** Start of DATA SUPPLIED **

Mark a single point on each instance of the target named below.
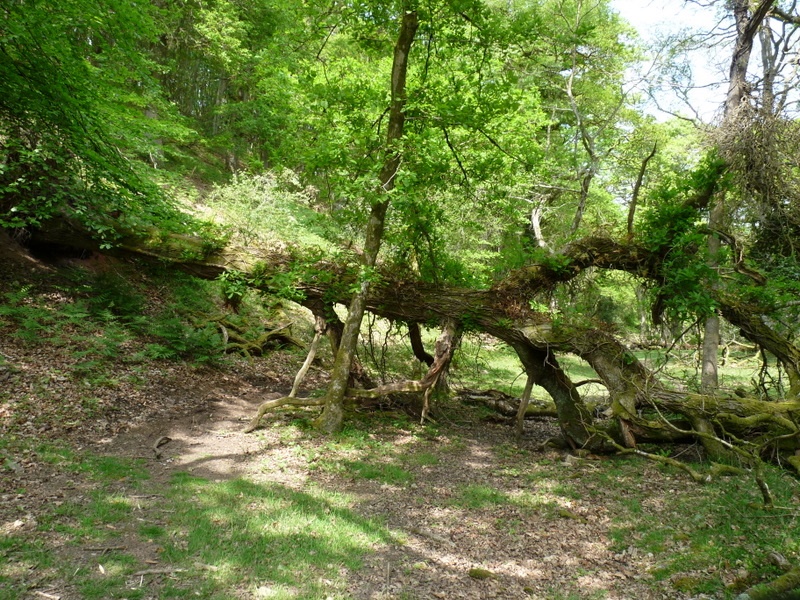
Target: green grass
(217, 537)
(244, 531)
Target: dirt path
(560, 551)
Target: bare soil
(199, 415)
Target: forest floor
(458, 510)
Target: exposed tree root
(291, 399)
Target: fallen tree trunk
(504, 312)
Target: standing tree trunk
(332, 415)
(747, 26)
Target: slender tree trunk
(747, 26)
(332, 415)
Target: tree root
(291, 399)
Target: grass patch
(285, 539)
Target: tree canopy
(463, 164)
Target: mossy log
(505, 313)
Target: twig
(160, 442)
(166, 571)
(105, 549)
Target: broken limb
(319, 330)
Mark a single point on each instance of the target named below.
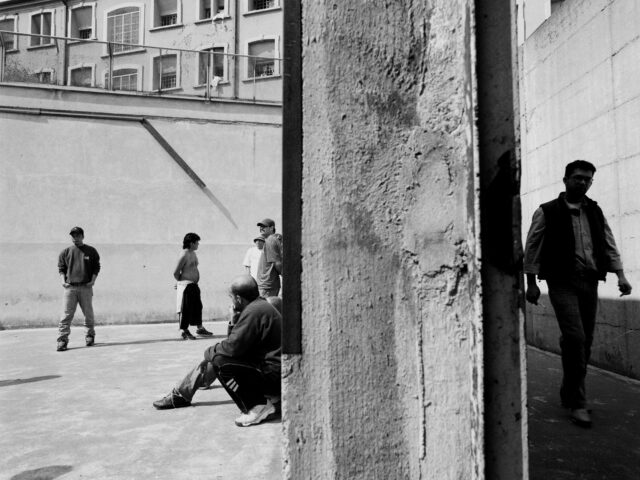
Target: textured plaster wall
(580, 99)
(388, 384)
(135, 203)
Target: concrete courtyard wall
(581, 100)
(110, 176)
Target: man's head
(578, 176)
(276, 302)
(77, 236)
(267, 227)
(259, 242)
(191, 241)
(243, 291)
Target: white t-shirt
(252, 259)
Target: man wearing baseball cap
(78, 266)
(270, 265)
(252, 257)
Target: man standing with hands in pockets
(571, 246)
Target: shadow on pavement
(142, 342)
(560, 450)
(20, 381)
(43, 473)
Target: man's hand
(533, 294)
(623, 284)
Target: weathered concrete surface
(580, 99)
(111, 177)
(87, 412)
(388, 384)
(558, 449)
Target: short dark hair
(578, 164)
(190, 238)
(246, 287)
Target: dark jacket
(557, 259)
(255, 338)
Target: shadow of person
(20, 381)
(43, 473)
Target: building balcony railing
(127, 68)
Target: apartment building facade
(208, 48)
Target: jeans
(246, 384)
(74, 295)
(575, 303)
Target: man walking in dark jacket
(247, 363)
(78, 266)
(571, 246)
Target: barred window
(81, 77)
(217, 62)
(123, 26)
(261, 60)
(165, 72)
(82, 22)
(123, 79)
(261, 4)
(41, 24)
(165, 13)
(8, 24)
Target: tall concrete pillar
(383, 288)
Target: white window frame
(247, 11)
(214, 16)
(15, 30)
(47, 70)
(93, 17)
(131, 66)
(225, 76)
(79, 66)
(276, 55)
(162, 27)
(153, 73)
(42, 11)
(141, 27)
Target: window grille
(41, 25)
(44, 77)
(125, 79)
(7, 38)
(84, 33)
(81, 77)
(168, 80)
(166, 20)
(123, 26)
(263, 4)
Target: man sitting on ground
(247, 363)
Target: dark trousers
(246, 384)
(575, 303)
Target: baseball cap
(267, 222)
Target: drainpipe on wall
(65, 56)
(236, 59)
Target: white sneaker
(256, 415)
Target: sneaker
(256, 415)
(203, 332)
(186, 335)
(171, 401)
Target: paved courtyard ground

** End of DATA SUPPLIED **

### WHAT TO WORK ON
Revise all the records above, replacing every "tree trunk" with "tree stem" and leaving everything else the same. Leave the pictures out.

### ANSWER TO THE TASK
Mark a single point on each instance of the target named below.
Target: green grass
(217, 537)
(244, 531)
Target: dirt path
(560, 551)
Target: bare soil
(199, 415)
Target: forest floor
(458, 510)
Target: exposed tree root
(291, 399)
Target: fallen tree stem
(504, 312)
Target: standing tree stem
(332, 415)
(747, 26)
Target: slender tree stem
(747, 26)
(332, 415)
Target: tree root
(291, 399)
Target: grass patch
(285, 539)
Target: tree canopy
(463, 164)
Target: mossy log
(505, 313)
Target: twig
(160, 442)
(166, 571)
(105, 549)
Target: broken limb
(319, 330)
Mark a single point on each instance of the target named below.
Target: textured plaster wall
(580, 99)
(388, 384)
(135, 203)
Target: concrete courtyard wall
(581, 100)
(110, 176)
Target: man's head
(578, 176)
(276, 302)
(77, 236)
(267, 227)
(259, 242)
(191, 241)
(243, 291)
Target: white t-shirt
(252, 259)
Target: man wearing baseball cap
(78, 266)
(270, 265)
(252, 257)
Target: man standing with hands in pockets
(571, 246)
Target: shadow on pavement
(142, 342)
(560, 450)
(20, 381)
(43, 473)
Target: man's hand
(533, 294)
(623, 284)
Target: weathered concrete surface
(580, 99)
(111, 177)
(87, 412)
(388, 384)
(558, 449)
Target: short dark hair
(578, 164)
(190, 238)
(246, 287)
Target: dark jacket
(557, 259)
(255, 338)
Target: shadow of person
(20, 381)
(43, 473)
Target: building balcony railing
(127, 68)
Target: apartment building facade
(208, 48)
Target: jeans
(246, 384)
(74, 295)
(575, 303)
Target: man walking in dark jacket
(247, 363)
(78, 266)
(571, 246)
Target: barred window
(81, 77)
(217, 62)
(123, 26)
(261, 60)
(165, 72)
(82, 22)
(123, 79)
(261, 4)
(41, 24)
(165, 13)
(8, 24)
Target: tall concrete pillar
(383, 288)
Target: white window frame
(247, 11)
(214, 16)
(15, 30)
(47, 70)
(93, 17)
(131, 66)
(225, 76)
(79, 66)
(276, 55)
(162, 27)
(153, 73)
(42, 11)
(141, 27)
Target: window grille
(41, 25)
(44, 77)
(125, 79)
(7, 38)
(84, 33)
(81, 77)
(168, 80)
(166, 20)
(123, 26)
(263, 4)
Target: man sitting on ground
(247, 363)
Target: dark trousers
(246, 384)
(575, 303)
Target: baseball cap
(267, 222)
Target: drainpipe on wall
(65, 56)
(236, 59)
Target: white sneaker
(256, 415)
Target: sneaker
(256, 415)
(203, 332)
(186, 335)
(171, 401)
Target: paved courtyard ground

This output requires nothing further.